TEXTE FOURNI:
La vieille au buisson de roses de Lionel-Edouard Martin est une musique qui s’écrit en langue et se raisonne elle-même : sans arrêt et jusqu’à l’épuisement du sens saturé, débordant, fulgurant.

C’est pour moi, son plus grand texte en prose.



Lu à sa sortie, ( plusieurs fois), plongée dans la pureté de l’écriture, j’ai commencé à souligner les mots avec frénésie. Il arrive que les premières pages, voire les premières lignes, les premiers mots d'un roman vous sortent étrangement, soudainement de votre léthargie, vous bousculent, vous brûlent le corps, mettent votre pensée en effervescence. Si vous avez un crayon à la main, celui-ci dès lors va se déchaîner sur les pages...

Mon exemplaire de « La vieille » en porte les stigmates.

La veille au buisson de roses fait partie de ces romans dont la séduction fut immédiate, comme motivée à partir de vies vécues, d’expériences intérieures, du rapport aux autres.

Cette bouleversante trinité : La vieille, perdue, limpide et déchirante, « dans le noir à la messe, avec pas grand monde", " Monsieur de Cruid, marquis de", et "Diurc", le chien.



Mon crayon a ressenti ces secousses intérieures en dessinant "Diurc", en imaginant "Diurc" , dans la mesure où il est devenu un être de parole en saisissant pleinement la douleur, la recueillant dans les mots.

Marqueur impitoyable de mes sensations dont la lisibilité totale et directe peuvent se trouver dans la vie des gens de solitude.

CONTENU DES DONNÉES:
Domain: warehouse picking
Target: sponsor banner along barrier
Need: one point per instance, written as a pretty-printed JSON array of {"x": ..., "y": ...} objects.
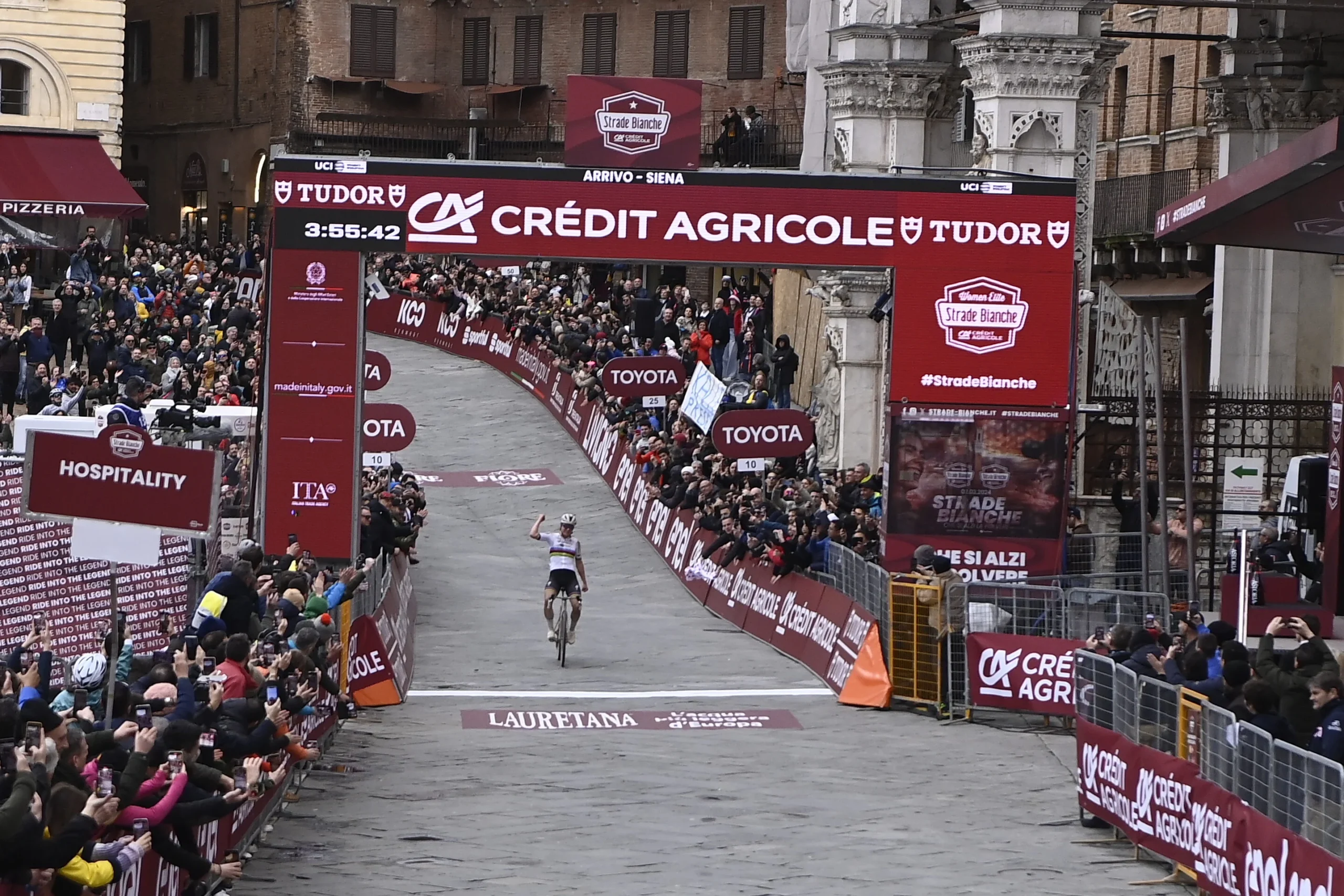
[
  {"x": 1162, "y": 804},
  {"x": 38, "y": 577},
  {"x": 816, "y": 625},
  {"x": 1022, "y": 672}
]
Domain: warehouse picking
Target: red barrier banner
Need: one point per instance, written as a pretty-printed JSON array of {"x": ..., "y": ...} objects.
[
  {"x": 395, "y": 620},
  {"x": 1022, "y": 672},
  {"x": 38, "y": 577},
  {"x": 822, "y": 628},
  {"x": 312, "y": 405},
  {"x": 628, "y": 123}
]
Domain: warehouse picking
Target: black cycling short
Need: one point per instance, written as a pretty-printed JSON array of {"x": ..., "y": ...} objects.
[{"x": 565, "y": 582}]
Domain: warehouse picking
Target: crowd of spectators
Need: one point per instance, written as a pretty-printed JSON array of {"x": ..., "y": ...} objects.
[
  {"x": 90, "y": 785},
  {"x": 1294, "y": 695},
  {"x": 785, "y": 516},
  {"x": 167, "y": 313}
]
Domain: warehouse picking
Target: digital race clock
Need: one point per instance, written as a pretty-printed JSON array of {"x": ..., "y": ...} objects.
[{"x": 366, "y": 230}]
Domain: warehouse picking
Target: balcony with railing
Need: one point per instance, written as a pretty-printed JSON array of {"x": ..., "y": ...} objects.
[
  {"x": 337, "y": 133},
  {"x": 1126, "y": 207}
]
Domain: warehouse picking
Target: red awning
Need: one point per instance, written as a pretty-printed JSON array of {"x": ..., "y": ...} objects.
[
  {"x": 61, "y": 175},
  {"x": 1288, "y": 199}
]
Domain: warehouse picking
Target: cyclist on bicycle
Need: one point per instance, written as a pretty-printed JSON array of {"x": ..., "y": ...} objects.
[{"x": 566, "y": 571}]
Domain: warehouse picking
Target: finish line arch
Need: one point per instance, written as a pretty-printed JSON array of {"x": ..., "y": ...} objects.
[{"x": 984, "y": 273}]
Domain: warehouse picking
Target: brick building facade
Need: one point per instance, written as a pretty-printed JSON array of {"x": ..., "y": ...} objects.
[{"x": 406, "y": 78}]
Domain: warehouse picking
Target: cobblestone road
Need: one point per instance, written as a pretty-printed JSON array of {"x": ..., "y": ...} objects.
[{"x": 855, "y": 803}]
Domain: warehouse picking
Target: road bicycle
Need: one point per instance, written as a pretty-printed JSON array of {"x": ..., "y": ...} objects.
[{"x": 562, "y": 625}]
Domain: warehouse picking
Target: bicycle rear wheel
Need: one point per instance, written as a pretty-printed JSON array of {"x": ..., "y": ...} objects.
[{"x": 562, "y": 632}]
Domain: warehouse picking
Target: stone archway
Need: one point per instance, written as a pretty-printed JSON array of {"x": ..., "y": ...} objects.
[{"x": 50, "y": 100}]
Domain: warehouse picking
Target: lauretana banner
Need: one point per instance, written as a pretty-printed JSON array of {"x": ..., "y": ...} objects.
[
  {"x": 816, "y": 625},
  {"x": 1162, "y": 804},
  {"x": 1022, "y": 672}
]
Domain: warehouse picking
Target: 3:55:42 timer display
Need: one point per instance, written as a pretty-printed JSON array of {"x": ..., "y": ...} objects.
[{"x": 318, "y": 230}]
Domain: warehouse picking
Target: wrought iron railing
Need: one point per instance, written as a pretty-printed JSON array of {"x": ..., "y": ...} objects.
[{"x": 1127, "y": 206}]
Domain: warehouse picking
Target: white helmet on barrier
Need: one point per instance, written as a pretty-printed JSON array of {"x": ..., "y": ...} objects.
[{"x": 89, "y": 671}]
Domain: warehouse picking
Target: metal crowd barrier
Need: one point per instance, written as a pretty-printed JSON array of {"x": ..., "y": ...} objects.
[
  {"x": 916, "y": 655},
  {"x": 866, "y": 582},
  {"x": 1292, "y": 786}
]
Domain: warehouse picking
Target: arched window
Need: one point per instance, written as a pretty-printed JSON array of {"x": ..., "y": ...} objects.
[{"x": 14, "y": 88}]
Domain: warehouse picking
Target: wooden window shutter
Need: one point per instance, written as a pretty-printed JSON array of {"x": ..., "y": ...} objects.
[
  {"x": 385, "y": 42},
  {"x": 188, "y": 47},
  {"x": 747, "y": 42},
  {"x": 476, "y": 51},
  {"x": 527, "y": 50},
  {"x": 362, "y": 41},
  {"x": 671, "y": 44},
  {"x": 600, "y": 45}
]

CONSIGNE:
D'après le texte fourni sur La vieille au buisson de roses, comment s'appelle le chien qui forme une « trinité » avec la vieille et Monsieur de Cruid ?

RÉPONSE:
Il s'appelle Diurc.